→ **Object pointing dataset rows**
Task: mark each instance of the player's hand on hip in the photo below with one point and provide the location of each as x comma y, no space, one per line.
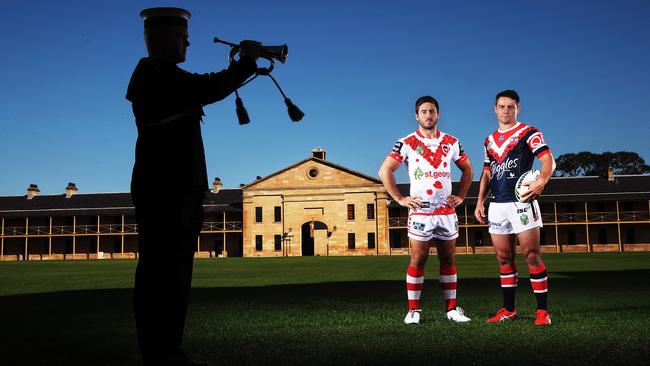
479,213
534,191
414,202
454,201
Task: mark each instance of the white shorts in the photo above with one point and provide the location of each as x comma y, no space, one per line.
513,217
426,227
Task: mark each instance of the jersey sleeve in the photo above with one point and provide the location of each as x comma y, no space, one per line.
537,145
486,158
458,154
399,151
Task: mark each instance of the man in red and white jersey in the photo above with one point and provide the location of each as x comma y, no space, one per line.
509,152
428,154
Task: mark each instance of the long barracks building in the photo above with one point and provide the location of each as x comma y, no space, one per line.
316,207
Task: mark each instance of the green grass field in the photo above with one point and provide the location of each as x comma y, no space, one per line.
331,311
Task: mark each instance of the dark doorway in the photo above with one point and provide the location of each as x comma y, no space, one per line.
308,236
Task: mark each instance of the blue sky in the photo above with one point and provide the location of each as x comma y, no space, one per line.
354,67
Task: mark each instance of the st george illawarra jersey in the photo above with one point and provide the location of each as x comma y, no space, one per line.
429,167
510,153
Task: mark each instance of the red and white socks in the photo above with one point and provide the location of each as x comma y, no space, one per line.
509,279
539,281
448,281
414,284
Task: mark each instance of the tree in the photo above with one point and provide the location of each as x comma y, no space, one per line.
588,163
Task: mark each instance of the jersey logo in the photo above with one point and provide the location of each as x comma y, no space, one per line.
499,169
433,158
398,147
499,151
536,141
418,174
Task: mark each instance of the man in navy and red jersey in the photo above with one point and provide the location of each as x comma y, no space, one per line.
509,152
428,154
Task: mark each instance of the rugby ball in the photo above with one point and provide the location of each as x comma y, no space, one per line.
528,176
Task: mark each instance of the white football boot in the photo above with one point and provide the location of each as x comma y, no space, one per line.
457,315
413,317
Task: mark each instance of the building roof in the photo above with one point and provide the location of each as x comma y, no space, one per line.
559,189
83,204
322,161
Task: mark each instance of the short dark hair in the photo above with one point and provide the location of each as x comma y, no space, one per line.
426,99
508,94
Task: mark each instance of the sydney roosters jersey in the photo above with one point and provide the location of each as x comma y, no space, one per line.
510,153
429,167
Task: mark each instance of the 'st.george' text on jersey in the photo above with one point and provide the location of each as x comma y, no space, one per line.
429,168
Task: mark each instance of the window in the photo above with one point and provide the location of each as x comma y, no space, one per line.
351,241
602,236
278,243
371,240
312,173
395,239
277,214
371,211
258,214
571,236
478,239
350,212
629,233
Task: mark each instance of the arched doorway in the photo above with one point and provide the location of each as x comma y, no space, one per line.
313,239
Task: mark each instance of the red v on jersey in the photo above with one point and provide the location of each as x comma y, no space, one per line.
499,144
500,138
434,158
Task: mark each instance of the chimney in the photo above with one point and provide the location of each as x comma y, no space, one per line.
610,173
70,190
318,153
32,191
216,185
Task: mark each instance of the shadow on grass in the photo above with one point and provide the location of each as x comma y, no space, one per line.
342,322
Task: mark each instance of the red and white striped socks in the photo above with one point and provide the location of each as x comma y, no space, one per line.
509,279
448,282
414,284
539,281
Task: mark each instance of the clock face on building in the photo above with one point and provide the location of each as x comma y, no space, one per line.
312,172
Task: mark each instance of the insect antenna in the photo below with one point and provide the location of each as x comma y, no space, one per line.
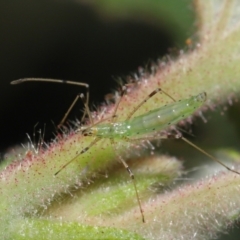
22,80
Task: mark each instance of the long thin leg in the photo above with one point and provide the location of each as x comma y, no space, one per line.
209,155
146,99
83,151
113,118
22,80
131,175
179,136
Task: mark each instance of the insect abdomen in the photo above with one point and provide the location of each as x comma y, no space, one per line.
165,116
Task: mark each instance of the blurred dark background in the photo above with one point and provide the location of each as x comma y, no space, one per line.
75,41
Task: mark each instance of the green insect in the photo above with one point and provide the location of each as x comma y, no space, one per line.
136,128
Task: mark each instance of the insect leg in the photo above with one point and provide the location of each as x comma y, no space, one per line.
133,181
179,136
146,99
208,155
83,151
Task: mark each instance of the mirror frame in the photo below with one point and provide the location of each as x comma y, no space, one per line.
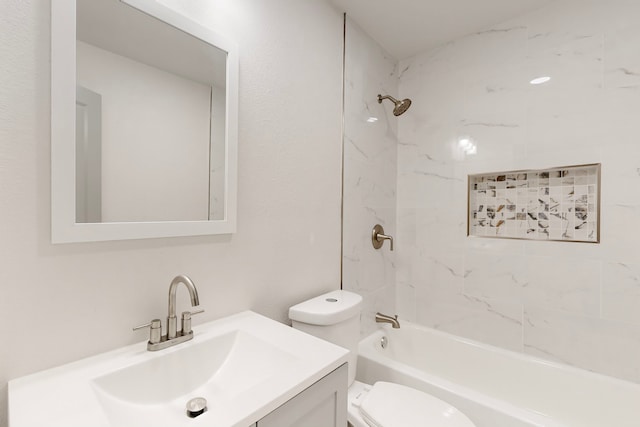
64,228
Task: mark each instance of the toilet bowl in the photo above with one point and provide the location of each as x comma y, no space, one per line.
335,317
386,404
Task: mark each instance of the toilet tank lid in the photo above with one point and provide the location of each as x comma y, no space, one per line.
327,309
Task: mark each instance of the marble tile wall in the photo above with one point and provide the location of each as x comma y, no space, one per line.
370,169
576,303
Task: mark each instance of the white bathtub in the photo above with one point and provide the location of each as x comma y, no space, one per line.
496,387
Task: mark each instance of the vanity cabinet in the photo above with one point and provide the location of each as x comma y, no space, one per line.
324,404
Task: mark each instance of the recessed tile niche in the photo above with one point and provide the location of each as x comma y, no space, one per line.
560,204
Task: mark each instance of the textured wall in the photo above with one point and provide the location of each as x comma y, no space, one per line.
369,173
576,303
59,303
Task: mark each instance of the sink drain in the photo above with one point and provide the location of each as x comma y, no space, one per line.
196,406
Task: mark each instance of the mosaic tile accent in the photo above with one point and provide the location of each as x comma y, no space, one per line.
547,204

→ **Task statement**
Your task is an exact transcription of all the data, minus the pictures.

→ **Exercise answer**
Task: mark each instance of the player's hand on hip in the photo below with one point and provide the location of each as x comma y, no space, one per line.
479,213
534,191
414,202
454,201
Task: mark each instance of the white shorts in the photo above with one point and provide the location of each as x comma y, no space, one per line.
513,217
426,227
Task: mark each instance of the jersey sleeve in the photo above with one point and provide the location of each as x comma y, no space, one per line.
537,145
486,158
458,154
399,151
Task: mark each instance of the man in red and white jersey in the photo above with one point and provide the location of each as x comma y, no space, one per line.
509,152
428,154
Task: mark each instance of the long barracks building in the photo above with one point and provide the location of each as x comma y, no space, one per line.
316,207
Task: mark each instance of the green grass field in the photo above with one point and provide the location of each as x comma y, no space, one per line.
331,311
Task: mark each instance of the dark doorway in the photo above with one point and provide the location of each as x comma y, no space, one per line.
308,236
Task: mark each instance of the blue sky in the photo above with one point and provide the location of each as x comma y, no space, one per line.
354,67
Task: mark each instance of the st george illawarra jersey in the photo above with one point and provide the location of each as x comma y, no space, one per line.
429,167
510,153
Task: mark each instance of the red and white socks in the photo above with one point and provide the location of each as x comma y, no space, one per line.
509,279
539,281
448,281
414,284
Task: mark each instance of the tree in the photo above with one point and provide the location of each as x comma y, no space, one per line.
588,163
Task: mark each instance of the jersey logo in the photo above with one point and provide the location of each as x comma y, no space, one per line.
499,169
433,158
398,147
499,151
536,141
418,174
Task: mark each instance of the man in navy and red jersey in the photo above with one point and provide the location of each as x comma y, no space, one per line.
509,152
428,154
Task: mark each instance of the rugby ball in the photo above with one point and provide the location of each as x comma y, no space, one per line.
528,176
Task: mark each instance of the white football boot in the photo above with one point and provide the location of each as x comma y, no space, one per line.
457,315
413,317
Task: mark each instance of the building roof in the photo above with one point and provide the location of each as x comma y, no space, one per line.
559,189
83,204
322,161
Task: mark each instance of the short dark hair in the photo above with one point and provide the location of each as x comma y, no space, one per line.
426,99
508,94
Task: mark each instance of the sydney roosters jersey in the photo above with one point and provide the location of each as x comma y, no space, one per line.
510,153
429,167
Task: mark each instance of the 'st.george' text on jersey in the photo above with one point and provide the location of each as x comma y, no space, one per line.
429,168
Task: mark each instance of the window in the photo above with one point and provide the location of each as x comma y, no space, one per line.
351,241
602,236
278,243
371,240
312,173
395,239
277,214
371,211
258,214
571,236
478,239
350,212
629,233
Task: mark each instance of the arched doorway in the photo above with one point and provide the location of each as x comma y, no space, one per line.
313,239
Task: mark each instance of the red v on jersey in the photo above with one point and provide the location of each as x comma y, no space, one per line.
499,144
500,138
434,158
Task: mark each instance of the chimney in the photo above with one point and provide the location of each as x comma y, no space, one per line.
610,173
70,190
318,153
32,191
216,185
Task: mark each instance of the shadow on grass in the photo above with one point and provide the location of each as x comma y, no space, one per line.
342,322
Task: mark each instance of the red and white striped socks in the photo above with one point and provide the location of each as x comma y, no space, one per line.
509,279
448,282
414,284
539,281
Task: mark each instance of the clock face on building in the photo above with one point and provide the location of each as x comma y, no space, one per line.
312,172
Task: mark each instance of the insect antenna in the photo below with one point and provide the location of each as x comma y, no space, one per line.
22,80
Task: mark each instance of the long thin leg in the photo above with one point and provide the location of each as x comma y, no space, one per line.
209,155
146,99
83,151
113,118
22,80
131,175
179,136
Task: mark each instance of the insect abdomen in the photo above with one point and provide the location of each as x comma y, no space, one per line.
165,116
Task: mark each instance of the blurred dark background in the photo above with one point and provide the location of each as x comma y, no space, one per line.
75,41
Task: mark each instance of the green insect in the photo above with one point and provide the location of each as x comma y, no space, one per line.
136,128
Task: mark each instance of the insect leg in the photo above with one point and provide the location of each as x comma y, no space, one per line.
133,181
179,136
146,99
208,155
83,151
Task: mark each instance of the mirror frame in the photo below with one point and provide the location of each as x comma y, no space, one per line.
64,228
Task: mark each instance of the toilet bowl in the photo above with one point and provide the location of each as x comma y, no space, one per line.
335,317
386,404
Task: mark each instance of the toilet tank lid in the photo above with one point and provide the location of each as x comma y, no space, one per line.
327,309
Task: mark each instance of the marble tile wall in the photo above with one point and provide the location of each as x comma y, no space, one per line.
370,169
576,303
Task: mark each instance of the white bathtub in the photo above with one point and provide the location of each as x comma y, no space, one per line.
496,387
Task: mark each instance of the vanity cabinet in the photo above with one point and provide the location of each as x comma y, no space, one per line.
324,404
Task: mark each instance of the recessed tile niche in the photo above with one point and provide the location of each as x comma y, no space, one per line.
560,204
Task: mark each instance of the textured wall in the photo above with one point and provide the location of each as x comma y, no space, one per line.
369,173
576,303
59,303
Task: mark each instance of the sink drain in the photo above with one point and provide the location of each as x comma y, no space, one per line.
196,406
Task: mark each instance of the mosaic tile accent in the photo above with one point and provide the location of each as x comma y, no space, one per line.
547,204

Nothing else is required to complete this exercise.